_Source passage_
┏━━

So what about the present? Last week US inflation for May 2011 came in at 3.4438% while Ten Year Bond Rates for that month were 3.17%, which meant that real interest rates dropped to -0.2738%... if the June result continues to be negative, and if this continues into July, then the chances are that a recession will be sooner rather than later.
Then on 2011-06-24 I published the June 2011 recession indicators where I said
According to data from negative Real Interest Rates, another US recession is likely to occur between 2012-Q1 to 2014-Q1, with 2012-Q4 being the most likely.
Then on 2011-06-29 I published another post entitled Real Interest Rates are predicting an upcoming recession. Between this post and the previous one I had refined my study of real 10 year bond rates - averaging them out over a 3 month period in order to iron out a statistical "bump" in the data (which turned out to be Hurricane Katrina). By comparing these results to GDP and unemployment data, I came up with the following  assertions:
  • Once (real 10 year bond rates) turn negative, a recession occurs, on average, 8½ months later.
  • The median is 6 months.
  • Results vary between 4 months and 18 months.

┗━━

_Written task 1_
Translate this sentence from the passage on real interest rates into Spanish: "Results vary between 4 months and 18 months."
_Written task 2_
Print the passage on real interest rates from "So what about" up to and including "rather than later.".
The items that follow the passage on real interest rates were drawn from a separate source.

Stored entries:
┏━━

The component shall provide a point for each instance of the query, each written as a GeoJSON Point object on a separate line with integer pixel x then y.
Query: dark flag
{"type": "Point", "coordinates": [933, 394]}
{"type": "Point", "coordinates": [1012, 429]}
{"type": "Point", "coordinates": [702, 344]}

┗━━

_Exercise solution 1_
Los resultados varían entre 4 meses y 18 meses.

_Exercise solution 2_
So what about the present? Last week US inflation for May 2011 came in at 3.4438% while Ten Year Bond Rates for that month were 3.17%, which meant that real interest rates dropped to -0.2738%... if the June result continues to be negative, and if this continues into July, then the chances are that a recession will be sooner rather than later.